_To-do list_:
- A) In the discussion about girls' clothing, how old is the writer's daughter who is modest by her own choosing?
- B) Please print the part of the discussion about girls' clothing that opens with the words containing "I have other" and closes with "benefit (or disdain).".

_Text block_:
****************************************
If other people are uncomfortable, they should look away. As the men at your party did. Good for them. Problem solved. |
Clothes are not feminist. Clothes are not anti-feminist. Clothes are clothes. What's feminist is telling girls that 1. Your body belongs to you; it is not public property. 2. Your sexuality is yours; it is not public property. 3. Your body is not an object for other people's benefit or disdain. 4. Your clothes do not make other people do things. You can't tell girls all of that and then also say, "But you shouldn't wear short shorts." Or, well, you can, but it's not logically consistent. |
|
My daughter is 14 and very modest of her own choosing. However her school friends wear very short shorts and tight tops. What i notice is how unattractive it is. Many of the girls are "lumpy" and bigger than they think. I don't find it so sexually appalling as almost comical.
I have other issues with my daughters and find the strict house rules creed can back fire. I think you need to give them some leeway to make choices otherwise they will sneak out with another set of clothes to change into at school or at a friends. My neighbors are hard core about many rules (too many for me to keep track of!) and they come over to our house all the time and watch TV, play computer games, eat snacks, and so on which we allow in moderation at our house but is not allowed at all in their home. |
We are not talking about late teens or young women. We are talking about 13 year old girls. Part of telling them that their body is not public property is clueing them in to the idea that they don't need to display everything to be pretty. |
|
Phrasing it as "you don't need to display everything" assumes that the girl's body is an object for other people's benefit (or disdain).
I am all in favor of talking to 13-year-olds about the male gaze and objectification and how society assumes that women's bodies are public property. But it's not wearing short shorts that turns 13-year-old girls into objects. It's being a 13-year-old girl. (see, for example: http://www.theonion.com/articles/teenage-girl-blossoming-into-beautiful-object,31061/ ) |
When you put it out there for everyone to see, it does become an object for others' benefit - namely males that like to ogle young girls' or frankly, any woman's butt. |
|
So you don't draw the line at all? Braless is ok? Topless is ok?
****************************************
_Records of named region outlines_:
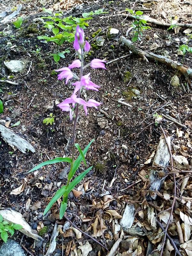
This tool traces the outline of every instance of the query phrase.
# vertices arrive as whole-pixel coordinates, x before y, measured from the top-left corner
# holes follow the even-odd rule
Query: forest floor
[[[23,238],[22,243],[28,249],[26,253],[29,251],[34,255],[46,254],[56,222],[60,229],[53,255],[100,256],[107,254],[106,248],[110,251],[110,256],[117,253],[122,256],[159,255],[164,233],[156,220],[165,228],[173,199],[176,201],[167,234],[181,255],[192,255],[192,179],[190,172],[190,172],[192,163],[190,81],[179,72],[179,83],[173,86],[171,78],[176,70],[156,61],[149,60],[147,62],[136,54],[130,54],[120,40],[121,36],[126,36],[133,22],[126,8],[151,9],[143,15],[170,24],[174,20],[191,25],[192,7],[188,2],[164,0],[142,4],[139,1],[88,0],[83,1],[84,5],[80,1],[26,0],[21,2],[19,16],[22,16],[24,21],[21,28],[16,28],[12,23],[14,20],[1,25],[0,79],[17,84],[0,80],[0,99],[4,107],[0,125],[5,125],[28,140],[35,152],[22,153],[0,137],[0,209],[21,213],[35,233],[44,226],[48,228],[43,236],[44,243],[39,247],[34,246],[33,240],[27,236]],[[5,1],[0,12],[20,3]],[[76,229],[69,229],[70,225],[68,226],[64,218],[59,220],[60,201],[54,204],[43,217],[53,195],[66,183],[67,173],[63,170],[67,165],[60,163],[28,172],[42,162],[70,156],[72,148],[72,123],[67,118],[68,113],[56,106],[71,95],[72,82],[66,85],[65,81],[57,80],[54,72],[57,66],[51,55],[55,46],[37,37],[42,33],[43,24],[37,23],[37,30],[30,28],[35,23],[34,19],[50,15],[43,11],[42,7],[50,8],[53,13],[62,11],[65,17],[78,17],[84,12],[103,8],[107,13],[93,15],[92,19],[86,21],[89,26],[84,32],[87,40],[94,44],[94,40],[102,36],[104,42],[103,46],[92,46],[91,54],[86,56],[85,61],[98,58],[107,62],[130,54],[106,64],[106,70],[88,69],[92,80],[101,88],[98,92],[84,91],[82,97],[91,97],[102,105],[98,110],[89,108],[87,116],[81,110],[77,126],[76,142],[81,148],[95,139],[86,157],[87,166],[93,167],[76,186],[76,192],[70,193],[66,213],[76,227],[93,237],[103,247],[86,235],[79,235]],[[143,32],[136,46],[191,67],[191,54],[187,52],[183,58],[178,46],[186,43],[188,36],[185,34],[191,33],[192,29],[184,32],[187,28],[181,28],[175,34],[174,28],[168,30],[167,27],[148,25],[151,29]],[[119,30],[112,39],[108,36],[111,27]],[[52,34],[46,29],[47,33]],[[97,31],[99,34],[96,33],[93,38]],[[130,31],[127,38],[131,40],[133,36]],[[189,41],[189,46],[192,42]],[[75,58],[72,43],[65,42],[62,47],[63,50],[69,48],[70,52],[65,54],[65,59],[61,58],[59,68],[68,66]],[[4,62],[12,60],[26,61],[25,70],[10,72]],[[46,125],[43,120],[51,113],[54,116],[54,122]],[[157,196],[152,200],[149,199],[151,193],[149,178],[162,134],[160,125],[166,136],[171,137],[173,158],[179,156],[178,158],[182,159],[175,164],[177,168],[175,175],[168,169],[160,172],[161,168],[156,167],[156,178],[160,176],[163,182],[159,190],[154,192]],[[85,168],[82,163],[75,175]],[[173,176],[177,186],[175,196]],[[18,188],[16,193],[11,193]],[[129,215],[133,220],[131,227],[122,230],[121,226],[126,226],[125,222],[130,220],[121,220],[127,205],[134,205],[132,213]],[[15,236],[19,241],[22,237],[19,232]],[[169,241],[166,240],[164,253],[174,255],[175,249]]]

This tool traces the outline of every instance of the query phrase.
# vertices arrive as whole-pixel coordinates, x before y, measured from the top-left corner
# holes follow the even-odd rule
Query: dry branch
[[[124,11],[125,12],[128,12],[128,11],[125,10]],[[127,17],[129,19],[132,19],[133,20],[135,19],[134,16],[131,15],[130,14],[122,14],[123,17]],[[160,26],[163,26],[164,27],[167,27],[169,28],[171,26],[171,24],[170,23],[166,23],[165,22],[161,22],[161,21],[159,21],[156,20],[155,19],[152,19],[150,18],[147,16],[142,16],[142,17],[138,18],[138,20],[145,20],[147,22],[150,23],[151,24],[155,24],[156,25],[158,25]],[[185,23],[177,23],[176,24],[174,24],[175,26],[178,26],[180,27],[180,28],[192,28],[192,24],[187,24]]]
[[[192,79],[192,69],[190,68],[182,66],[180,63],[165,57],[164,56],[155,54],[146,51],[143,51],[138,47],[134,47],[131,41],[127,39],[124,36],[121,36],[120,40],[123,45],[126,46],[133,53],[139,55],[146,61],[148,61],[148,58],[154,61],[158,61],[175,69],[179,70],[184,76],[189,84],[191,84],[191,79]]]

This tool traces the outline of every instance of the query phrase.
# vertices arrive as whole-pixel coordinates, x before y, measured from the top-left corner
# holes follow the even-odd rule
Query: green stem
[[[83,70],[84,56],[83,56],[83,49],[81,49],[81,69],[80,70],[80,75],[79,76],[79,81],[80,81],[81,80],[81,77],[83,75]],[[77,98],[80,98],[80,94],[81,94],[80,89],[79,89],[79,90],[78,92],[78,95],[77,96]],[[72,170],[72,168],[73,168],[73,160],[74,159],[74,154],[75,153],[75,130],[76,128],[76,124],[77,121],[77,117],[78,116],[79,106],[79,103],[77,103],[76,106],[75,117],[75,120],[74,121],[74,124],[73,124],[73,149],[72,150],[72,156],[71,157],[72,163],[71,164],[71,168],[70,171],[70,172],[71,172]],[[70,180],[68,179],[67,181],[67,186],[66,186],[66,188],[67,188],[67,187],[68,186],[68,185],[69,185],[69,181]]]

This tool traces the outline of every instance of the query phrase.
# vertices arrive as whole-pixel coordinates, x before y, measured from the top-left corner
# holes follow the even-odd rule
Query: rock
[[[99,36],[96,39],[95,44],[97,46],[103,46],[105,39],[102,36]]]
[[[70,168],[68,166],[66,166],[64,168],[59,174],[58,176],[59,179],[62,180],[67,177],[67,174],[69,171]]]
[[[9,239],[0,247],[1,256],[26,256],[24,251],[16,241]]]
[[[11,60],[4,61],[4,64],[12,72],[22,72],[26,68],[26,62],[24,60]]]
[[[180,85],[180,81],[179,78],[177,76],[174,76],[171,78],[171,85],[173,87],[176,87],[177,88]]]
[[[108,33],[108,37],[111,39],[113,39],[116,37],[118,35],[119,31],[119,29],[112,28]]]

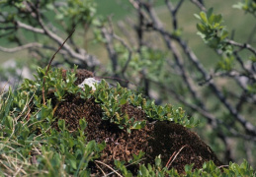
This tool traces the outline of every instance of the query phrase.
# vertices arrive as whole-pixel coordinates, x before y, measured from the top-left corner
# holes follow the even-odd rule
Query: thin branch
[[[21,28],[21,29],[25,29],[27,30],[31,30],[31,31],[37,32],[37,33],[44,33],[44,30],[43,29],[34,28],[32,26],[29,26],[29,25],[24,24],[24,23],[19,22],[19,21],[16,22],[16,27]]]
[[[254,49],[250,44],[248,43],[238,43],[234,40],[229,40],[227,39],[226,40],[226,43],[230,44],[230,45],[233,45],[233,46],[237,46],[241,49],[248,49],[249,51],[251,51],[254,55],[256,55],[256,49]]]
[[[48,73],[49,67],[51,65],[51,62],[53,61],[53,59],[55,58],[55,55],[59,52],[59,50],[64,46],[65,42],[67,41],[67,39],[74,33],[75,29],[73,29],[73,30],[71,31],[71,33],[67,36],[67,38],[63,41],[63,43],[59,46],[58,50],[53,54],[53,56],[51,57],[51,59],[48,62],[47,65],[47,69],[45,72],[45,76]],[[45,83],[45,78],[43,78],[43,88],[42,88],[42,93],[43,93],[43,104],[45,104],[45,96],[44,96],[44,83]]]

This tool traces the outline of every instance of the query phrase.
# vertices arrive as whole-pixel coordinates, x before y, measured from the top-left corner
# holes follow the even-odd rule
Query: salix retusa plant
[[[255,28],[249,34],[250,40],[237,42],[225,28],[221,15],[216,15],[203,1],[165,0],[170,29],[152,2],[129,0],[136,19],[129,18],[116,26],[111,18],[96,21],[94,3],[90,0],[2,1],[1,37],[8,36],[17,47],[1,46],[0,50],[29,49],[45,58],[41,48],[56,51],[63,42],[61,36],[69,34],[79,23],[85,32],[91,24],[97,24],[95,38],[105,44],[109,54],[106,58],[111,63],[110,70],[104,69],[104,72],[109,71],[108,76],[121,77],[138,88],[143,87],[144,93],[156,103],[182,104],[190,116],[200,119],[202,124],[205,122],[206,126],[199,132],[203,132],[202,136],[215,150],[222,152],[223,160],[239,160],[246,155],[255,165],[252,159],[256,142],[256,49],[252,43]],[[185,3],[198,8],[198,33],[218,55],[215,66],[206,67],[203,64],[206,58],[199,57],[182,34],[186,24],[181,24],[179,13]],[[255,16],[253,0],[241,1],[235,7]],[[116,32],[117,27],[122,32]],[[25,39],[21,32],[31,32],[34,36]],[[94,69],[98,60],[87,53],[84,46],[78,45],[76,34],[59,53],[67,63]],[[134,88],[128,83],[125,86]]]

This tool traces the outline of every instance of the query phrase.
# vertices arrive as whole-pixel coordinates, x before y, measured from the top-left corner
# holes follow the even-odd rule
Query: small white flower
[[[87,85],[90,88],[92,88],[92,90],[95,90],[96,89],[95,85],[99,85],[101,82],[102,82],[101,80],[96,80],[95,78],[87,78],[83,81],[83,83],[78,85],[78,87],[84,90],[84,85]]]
****************************************
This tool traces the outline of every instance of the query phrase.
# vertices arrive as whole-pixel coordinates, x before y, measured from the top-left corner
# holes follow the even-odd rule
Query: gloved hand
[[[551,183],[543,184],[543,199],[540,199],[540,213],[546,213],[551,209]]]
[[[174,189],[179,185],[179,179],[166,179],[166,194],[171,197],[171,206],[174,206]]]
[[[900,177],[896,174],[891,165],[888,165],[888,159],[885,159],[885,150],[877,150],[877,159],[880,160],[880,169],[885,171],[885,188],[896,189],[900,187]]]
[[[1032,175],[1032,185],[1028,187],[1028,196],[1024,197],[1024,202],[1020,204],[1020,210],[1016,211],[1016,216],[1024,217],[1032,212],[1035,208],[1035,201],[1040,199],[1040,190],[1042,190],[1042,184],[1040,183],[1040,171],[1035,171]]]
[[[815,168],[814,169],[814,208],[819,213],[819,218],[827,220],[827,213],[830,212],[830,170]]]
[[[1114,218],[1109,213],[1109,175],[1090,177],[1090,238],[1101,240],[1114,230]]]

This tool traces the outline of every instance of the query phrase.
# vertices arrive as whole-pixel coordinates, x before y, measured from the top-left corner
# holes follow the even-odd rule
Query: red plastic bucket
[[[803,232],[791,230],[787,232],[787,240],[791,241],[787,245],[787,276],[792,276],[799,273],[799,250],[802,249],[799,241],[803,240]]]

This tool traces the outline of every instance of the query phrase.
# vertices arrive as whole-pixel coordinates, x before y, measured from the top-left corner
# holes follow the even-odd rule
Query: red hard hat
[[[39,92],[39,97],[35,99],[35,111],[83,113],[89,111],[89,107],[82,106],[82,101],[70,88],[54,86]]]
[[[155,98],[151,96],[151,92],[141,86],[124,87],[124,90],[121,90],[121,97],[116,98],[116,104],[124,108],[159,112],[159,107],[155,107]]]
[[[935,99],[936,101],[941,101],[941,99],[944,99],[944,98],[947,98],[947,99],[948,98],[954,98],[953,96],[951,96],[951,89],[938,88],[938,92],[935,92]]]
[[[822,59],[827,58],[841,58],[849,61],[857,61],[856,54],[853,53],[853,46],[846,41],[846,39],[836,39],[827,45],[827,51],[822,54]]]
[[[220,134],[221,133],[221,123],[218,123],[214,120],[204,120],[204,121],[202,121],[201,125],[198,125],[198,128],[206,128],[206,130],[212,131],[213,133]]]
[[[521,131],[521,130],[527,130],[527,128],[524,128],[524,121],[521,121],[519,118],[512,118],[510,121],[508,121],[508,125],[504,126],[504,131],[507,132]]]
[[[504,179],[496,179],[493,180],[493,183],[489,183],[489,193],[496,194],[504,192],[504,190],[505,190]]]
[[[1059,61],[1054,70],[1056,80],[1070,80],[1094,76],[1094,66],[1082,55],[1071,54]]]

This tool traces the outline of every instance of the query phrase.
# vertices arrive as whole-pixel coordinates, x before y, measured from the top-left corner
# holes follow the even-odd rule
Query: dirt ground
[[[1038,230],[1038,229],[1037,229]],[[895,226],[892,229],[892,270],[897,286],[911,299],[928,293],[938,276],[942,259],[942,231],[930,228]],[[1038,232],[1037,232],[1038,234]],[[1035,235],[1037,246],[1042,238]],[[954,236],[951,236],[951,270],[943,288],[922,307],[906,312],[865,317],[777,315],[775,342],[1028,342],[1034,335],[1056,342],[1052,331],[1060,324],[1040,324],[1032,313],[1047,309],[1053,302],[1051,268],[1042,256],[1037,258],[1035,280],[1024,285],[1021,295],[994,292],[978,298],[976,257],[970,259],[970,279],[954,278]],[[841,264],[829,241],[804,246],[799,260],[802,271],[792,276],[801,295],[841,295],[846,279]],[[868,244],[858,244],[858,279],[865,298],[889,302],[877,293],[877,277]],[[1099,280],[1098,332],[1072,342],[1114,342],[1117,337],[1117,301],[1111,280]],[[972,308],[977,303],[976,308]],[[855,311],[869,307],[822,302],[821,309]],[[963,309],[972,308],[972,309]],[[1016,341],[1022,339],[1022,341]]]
****************************************
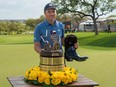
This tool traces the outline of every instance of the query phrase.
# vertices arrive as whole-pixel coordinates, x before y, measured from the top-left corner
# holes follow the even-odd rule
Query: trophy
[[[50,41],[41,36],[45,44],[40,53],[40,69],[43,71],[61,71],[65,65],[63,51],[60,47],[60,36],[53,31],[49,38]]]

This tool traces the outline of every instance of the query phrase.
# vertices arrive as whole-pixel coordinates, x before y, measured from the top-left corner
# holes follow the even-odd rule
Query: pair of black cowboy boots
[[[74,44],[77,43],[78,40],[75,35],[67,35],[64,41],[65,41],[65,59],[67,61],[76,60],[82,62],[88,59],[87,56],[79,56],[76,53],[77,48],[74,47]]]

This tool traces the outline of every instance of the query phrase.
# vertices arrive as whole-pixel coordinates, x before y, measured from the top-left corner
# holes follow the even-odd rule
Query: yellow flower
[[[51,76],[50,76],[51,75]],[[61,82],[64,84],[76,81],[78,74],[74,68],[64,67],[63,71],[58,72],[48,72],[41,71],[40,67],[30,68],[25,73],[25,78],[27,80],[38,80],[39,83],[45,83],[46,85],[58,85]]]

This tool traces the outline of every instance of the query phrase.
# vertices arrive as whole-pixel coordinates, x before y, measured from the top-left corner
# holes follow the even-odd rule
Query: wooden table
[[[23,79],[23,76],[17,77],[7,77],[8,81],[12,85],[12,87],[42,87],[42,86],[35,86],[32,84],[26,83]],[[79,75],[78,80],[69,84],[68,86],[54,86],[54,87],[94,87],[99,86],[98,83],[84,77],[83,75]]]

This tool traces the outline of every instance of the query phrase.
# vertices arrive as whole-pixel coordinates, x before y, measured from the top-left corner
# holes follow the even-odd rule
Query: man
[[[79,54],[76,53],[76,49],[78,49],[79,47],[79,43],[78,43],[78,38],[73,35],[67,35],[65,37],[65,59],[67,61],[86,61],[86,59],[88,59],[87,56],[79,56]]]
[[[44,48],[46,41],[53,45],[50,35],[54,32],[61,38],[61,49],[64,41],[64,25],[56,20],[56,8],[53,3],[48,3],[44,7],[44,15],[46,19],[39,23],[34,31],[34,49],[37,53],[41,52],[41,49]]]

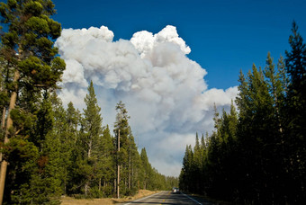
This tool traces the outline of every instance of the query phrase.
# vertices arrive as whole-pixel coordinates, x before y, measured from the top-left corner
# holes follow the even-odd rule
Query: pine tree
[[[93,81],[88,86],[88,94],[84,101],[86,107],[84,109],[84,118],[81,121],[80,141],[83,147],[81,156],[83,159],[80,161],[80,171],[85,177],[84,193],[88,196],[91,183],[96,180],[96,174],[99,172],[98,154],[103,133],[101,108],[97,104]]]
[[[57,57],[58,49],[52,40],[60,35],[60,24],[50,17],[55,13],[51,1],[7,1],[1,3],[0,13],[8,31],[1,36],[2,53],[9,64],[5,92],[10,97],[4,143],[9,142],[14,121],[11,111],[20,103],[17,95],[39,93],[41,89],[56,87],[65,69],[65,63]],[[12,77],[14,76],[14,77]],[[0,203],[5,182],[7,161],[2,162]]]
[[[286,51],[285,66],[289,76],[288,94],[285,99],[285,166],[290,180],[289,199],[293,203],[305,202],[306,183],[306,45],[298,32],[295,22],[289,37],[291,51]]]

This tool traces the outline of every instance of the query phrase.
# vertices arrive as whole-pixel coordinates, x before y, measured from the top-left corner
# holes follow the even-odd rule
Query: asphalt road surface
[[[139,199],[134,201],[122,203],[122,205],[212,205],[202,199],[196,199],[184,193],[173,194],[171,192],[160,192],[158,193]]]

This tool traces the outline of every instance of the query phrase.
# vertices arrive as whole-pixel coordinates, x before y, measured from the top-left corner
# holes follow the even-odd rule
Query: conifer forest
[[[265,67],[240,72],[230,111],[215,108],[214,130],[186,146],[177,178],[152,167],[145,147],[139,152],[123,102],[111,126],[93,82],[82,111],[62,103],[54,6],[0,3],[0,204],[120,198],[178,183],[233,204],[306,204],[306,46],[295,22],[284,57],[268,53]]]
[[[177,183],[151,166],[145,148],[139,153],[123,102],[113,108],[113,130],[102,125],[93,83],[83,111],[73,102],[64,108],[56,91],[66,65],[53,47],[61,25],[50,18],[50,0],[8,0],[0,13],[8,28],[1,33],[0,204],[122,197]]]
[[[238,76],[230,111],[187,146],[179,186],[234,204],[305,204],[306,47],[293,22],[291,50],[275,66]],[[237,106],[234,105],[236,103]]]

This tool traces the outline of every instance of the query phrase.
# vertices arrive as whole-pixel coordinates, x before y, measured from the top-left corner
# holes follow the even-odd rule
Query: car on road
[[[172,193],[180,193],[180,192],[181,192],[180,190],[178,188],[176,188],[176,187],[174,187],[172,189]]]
****************************************
_Solutions in order_:
- A) She is 14.

- B)
I have other issues with my daughters and find the strict house rules creed can back fire. I think you need to give them some leeway to make choices otherwise they will sneak out with another set of clothes to change into at school or at a friends. My neighbors are hard core about many rules (too many for me to keep track of!) and they come over to our house all the time and watch TV, play computer games, eat snacks, and so on which we allow in moderation at our house but is not allowed at all in their home. |
We are not talking about late teens or young women. We are talking about 13 year old girls. Part of telling them that their body is not public property is clueing them in to the idea that they don't need to display everything to be pretty. |
|
Phrasing it as "you don't need to display everything" assumes that the girl's body is an object for other people's benefit (or disdain).